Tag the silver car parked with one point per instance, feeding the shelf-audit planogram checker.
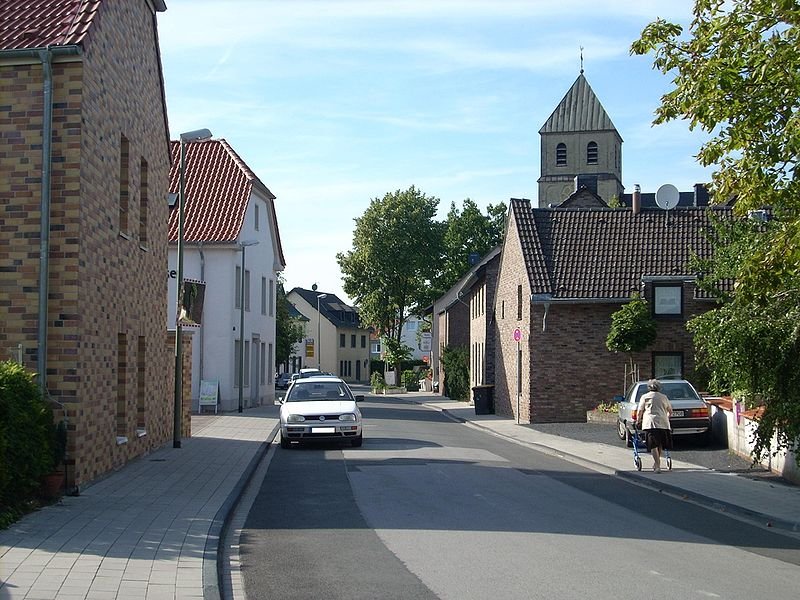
(320, 408)
(691, 415)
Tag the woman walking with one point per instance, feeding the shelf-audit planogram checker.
(652, 416)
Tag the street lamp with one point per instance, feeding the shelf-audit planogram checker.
(243, 245)
(188, 137)
(319, 329)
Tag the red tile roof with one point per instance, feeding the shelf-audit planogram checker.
(41, 23)
(218, 185)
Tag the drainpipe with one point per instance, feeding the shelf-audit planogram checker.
(200, 333)
(44, 245)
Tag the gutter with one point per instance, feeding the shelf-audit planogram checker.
(45, 56)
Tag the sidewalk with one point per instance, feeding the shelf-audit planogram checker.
(149, 531)
(760, 502)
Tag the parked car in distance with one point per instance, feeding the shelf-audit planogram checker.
(282, 381)
(691, 415)
(320, 408)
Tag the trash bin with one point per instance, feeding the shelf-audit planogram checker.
(483, 396)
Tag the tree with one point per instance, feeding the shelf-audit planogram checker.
(288, 329)
(632, 330)
(735, 77)
(397, 246)
(469, 231)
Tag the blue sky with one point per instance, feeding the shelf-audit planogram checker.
(335, 102)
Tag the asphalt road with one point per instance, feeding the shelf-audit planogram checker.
(430, 508)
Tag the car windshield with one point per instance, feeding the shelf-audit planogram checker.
(674, 390)
(318, 390)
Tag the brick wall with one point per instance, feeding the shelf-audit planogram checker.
(105, 287)
(511, 274)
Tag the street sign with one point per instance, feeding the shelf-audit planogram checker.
(425, 341)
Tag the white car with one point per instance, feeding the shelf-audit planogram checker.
(320, 408)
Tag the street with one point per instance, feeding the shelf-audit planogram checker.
(431, 508)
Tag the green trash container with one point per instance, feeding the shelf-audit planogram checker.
(483, 396)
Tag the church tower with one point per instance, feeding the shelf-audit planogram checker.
(580, 147)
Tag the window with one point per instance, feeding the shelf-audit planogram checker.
(561, 155)
(668, 300)
(246, 375)
(143, 199)
(238, 286)
(247, 290)
(591, 153)
(667, 363)
(271, 299)
(124, 182)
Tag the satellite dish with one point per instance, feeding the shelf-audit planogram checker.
(667, 196)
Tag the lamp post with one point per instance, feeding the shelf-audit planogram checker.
(319, 330)
(243, 245)
(190, 136)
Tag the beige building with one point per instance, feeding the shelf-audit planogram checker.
(85, 161)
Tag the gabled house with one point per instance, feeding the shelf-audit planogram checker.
(563, 272)
(338, 343)
(85, 162)
(464, 316)
(230, 232)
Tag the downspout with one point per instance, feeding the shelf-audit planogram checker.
(202, 278)
(44, 246)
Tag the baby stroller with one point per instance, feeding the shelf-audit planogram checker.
(638, 443)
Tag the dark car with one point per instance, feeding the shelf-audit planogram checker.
(691, 415)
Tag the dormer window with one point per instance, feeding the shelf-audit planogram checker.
(591, 153)
(561, 155)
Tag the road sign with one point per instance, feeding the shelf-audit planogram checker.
(425, 341)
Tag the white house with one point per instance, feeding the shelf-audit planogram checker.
(230, 231)
(336, 341)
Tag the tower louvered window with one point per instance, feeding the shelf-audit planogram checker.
(561, 155)
(591, 153)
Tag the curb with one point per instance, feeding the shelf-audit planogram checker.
(754, 517)
(213, 554)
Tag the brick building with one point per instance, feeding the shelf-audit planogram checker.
(563, 272)
(83, 251)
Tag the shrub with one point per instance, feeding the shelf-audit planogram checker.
(455, 363)
(26, 438)
(376, 381)
(411, 381)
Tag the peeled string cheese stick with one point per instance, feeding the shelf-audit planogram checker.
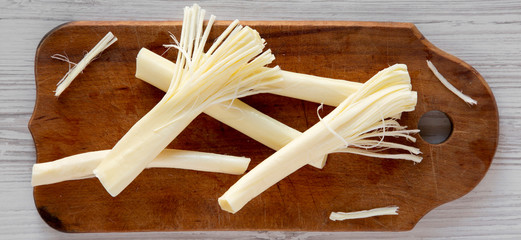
(80, 166)
(232, 67)
(363, 116)
(340, 216)
(157, 71)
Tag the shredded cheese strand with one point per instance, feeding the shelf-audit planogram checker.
(340, 216)
(67, 79)
(449, 86)
(200, 80)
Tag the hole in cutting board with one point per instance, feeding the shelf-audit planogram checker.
(435, 127)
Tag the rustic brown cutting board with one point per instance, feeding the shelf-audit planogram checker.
(106, 100)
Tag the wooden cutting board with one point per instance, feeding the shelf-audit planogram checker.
(106, 100)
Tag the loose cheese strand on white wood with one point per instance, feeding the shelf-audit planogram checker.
(105, 42)
(449, 86)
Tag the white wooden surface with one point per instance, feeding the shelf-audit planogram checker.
(485, 34)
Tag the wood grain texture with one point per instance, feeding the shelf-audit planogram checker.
(105, 101)
(485, 34)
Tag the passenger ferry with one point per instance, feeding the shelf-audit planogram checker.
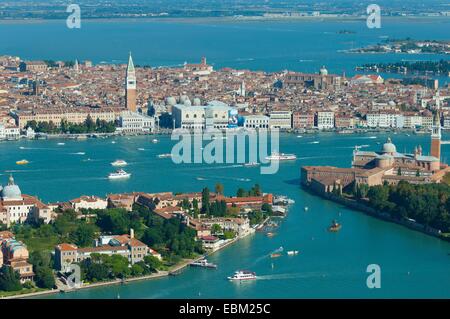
(22, 162)
(203, 263)
(119, 174)
(119, 163)
(242, 275)
(281, 157)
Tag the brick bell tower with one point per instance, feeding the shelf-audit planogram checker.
(436, 136)
(130, 86)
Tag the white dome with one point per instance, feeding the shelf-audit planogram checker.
(171, 101)
(323, 71)
(389, 147)
(197, 102)
(11, 191)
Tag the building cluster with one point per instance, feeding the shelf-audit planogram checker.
(124, 245)
(197, 96)
(376, 168)
(14, 254)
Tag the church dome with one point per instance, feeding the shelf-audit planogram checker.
(323, 71)
(389, 147)
(11, 191)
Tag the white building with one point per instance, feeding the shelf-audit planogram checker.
(325, 120)
(88, 202)
(131, 122)
(213, 115)
(383, 120)
(16, 207)
(280, 119)
(256, 121)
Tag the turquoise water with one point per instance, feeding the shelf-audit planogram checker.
(270, 45)
(330, 265)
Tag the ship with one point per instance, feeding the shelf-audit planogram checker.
(335, 226)
(203, 263)
(119, 163)
(22, 162)
(281, 157)
(242, 275)
(119, 174)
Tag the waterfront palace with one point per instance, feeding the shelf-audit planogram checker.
(387, 165)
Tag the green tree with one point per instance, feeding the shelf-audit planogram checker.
(9, 279)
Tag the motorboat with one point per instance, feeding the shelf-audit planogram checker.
(281, 157)
(242, 275)
(203, 263)
(119, 174)
(119, 163)
(22, 162)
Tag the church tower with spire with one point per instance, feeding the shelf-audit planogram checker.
(436, 136)
(130, 86)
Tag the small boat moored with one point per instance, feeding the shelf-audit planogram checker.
(335, 226)
(203, 263)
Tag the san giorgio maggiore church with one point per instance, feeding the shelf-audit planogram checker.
(16, 207)
(383, 166)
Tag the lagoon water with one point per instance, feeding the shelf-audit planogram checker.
(298, 45)
(330, 265)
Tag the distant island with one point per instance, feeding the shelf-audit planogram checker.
(417, 67)
(408, 46)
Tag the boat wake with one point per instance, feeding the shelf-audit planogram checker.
(290, 276)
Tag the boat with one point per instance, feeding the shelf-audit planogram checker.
(251, 164)
(242, 275)
(22, 162)
(119, 174)
(203, 263)
(281, 157)
(119, 163)
(335, 226)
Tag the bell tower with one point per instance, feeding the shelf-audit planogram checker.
(436, 136)
(130, 86)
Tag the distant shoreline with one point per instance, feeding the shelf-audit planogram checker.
(222, 19)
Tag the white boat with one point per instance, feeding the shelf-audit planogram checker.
(119, 163)
(242, 275)
(251, 164)
(281, 157)
(119, 174)
(203, 263)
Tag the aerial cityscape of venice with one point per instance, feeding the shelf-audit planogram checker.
(214, 149)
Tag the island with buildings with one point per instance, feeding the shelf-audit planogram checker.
(39, 99)
(121, 237)
(407, 188)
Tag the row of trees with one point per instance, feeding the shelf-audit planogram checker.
(428, 204)
(88, 126)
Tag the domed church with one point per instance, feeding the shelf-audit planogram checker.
(16, 207)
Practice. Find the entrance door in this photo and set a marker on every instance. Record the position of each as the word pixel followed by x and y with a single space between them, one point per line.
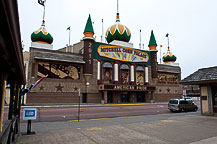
pixel 125 98
pixel 84 98
pixel 110 96
pixel 214 97
pixel 140 96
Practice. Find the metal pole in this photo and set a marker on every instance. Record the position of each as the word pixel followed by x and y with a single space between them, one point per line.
pixel 78 105
pixel 69 35
pixel 140 44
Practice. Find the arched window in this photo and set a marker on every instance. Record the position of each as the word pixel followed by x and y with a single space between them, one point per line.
pixel 140 75
pixel 107 72
pixel 124 69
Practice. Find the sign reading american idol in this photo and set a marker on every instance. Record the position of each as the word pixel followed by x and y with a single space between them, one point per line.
pixel 122 53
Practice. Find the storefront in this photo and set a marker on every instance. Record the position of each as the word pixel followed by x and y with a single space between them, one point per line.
pixel 207 81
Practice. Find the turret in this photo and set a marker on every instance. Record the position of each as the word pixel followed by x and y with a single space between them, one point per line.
pixel 153 50
pixel 88 50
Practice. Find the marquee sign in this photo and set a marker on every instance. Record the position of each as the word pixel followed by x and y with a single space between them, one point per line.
pixel 122 53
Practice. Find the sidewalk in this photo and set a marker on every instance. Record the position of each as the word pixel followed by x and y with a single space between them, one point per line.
pixel 157 129
pixel 90 104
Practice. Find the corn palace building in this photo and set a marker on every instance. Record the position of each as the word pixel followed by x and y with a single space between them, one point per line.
pixel 112 72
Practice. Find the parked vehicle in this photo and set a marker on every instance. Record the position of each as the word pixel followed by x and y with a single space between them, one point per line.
pixel 186 98
pixel 181 105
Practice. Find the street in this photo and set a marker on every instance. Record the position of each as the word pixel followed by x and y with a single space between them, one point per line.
pixel 170 128
pixel 64 112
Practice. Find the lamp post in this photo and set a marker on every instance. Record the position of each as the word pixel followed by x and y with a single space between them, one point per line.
pixel 79 95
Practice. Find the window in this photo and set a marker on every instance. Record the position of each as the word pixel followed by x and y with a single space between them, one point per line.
pixel 58 71
pixel 173 102
pixel 124 73
pixel 183 102
pixel 107 72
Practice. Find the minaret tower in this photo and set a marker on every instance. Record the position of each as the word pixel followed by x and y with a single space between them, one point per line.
pixel 118 31
pixel 169 58
pixel 41 38
pixel 153 50
pixel 88 50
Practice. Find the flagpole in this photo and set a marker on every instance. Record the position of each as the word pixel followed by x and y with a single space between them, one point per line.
pixel 69 35
pixel 168 41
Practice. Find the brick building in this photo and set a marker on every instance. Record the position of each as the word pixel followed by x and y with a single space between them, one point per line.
pixel 113 72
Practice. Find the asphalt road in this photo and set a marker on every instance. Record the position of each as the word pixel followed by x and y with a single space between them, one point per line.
pixel 170 128
pixel 65 113
pixel 62 113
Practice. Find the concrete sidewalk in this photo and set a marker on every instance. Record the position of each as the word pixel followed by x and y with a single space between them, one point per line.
pixel 180 128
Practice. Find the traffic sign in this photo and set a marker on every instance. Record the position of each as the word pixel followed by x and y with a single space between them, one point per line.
pixel 29 113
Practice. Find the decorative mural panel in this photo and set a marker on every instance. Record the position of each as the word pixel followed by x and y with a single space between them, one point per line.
pixel 124 76
pixel 107 75
pixel 140 78
pixel 58 71
pixel 120 53
pixel 168 78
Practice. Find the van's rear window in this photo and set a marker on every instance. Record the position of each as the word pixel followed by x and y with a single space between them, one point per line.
pixel 173 101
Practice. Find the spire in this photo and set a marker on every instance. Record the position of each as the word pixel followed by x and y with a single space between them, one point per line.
pixel 117 15
pixel 88 31
pixel 89 26
pixel 152 40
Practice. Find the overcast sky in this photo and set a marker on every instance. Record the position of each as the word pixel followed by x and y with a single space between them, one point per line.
pixel 191 24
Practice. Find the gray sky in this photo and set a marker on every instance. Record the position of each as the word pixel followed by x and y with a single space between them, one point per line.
pixel 191 24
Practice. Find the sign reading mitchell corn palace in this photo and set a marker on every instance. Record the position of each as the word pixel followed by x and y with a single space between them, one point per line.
pixel 122 72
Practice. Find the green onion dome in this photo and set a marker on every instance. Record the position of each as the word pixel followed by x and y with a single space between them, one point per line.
pixel 118 32
pixel 169 57
pixel 41 35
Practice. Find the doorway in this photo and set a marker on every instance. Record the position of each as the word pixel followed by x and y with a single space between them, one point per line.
pixel 214 98
pixel 140 97
pixel 125 98
pixel 84 98
pixel 110 96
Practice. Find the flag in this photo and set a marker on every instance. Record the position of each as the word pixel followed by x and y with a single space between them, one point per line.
pixel 68 28
pixel 41 2
pixel 36 83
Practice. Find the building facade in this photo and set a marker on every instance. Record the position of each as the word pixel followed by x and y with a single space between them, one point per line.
pixel 113 72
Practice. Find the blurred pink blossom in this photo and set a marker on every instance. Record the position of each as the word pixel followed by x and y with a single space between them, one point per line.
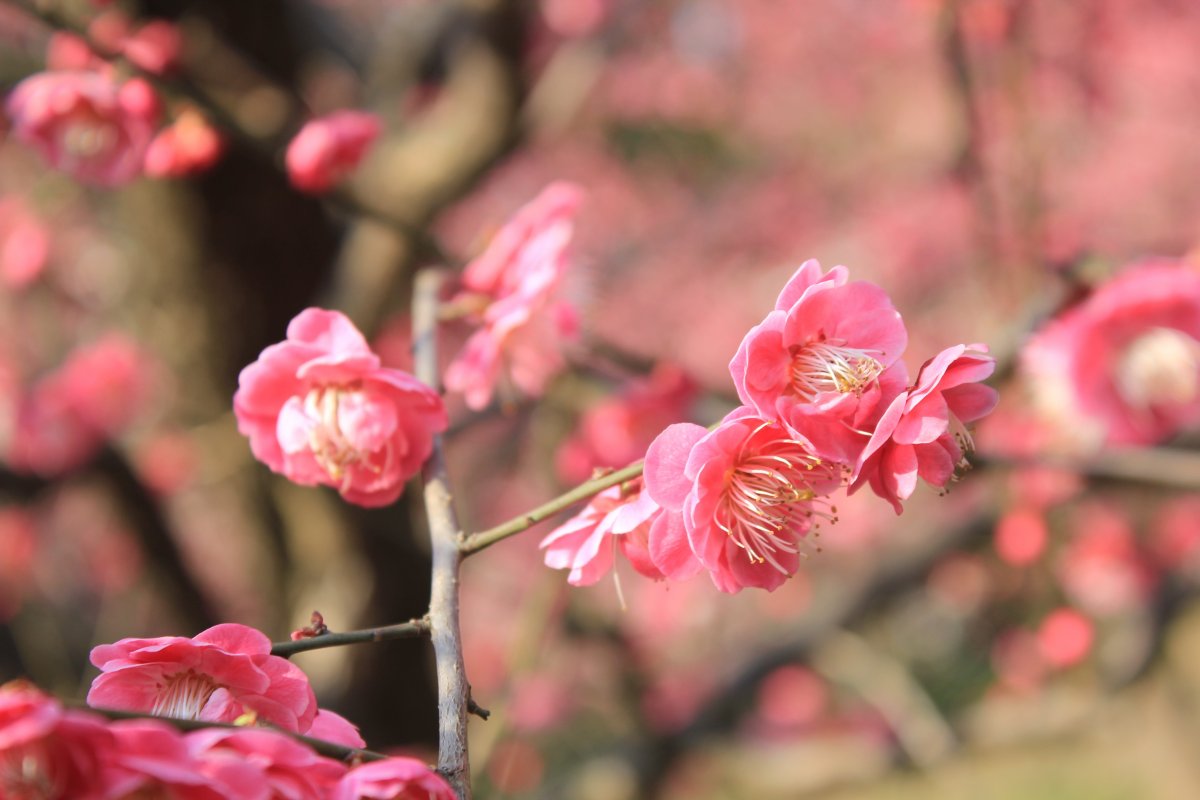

WHAT TO DO: Leave out the pictures, and extract exactly the lines from the one with "Practice. Find the building" through the end of the records, both ends included.

REPLY:
Practice. Find the building facade in this photo and set a marker on every instance. Record the position of each as the word pixel followed by x and y with a single space between them, one point per line.
pixel 113 72
Practice. Find the blurred pink blossom in this photo and set a marker on every instance. Record the position of each as the word pixel followed by x and y with a single space between them, one point per line.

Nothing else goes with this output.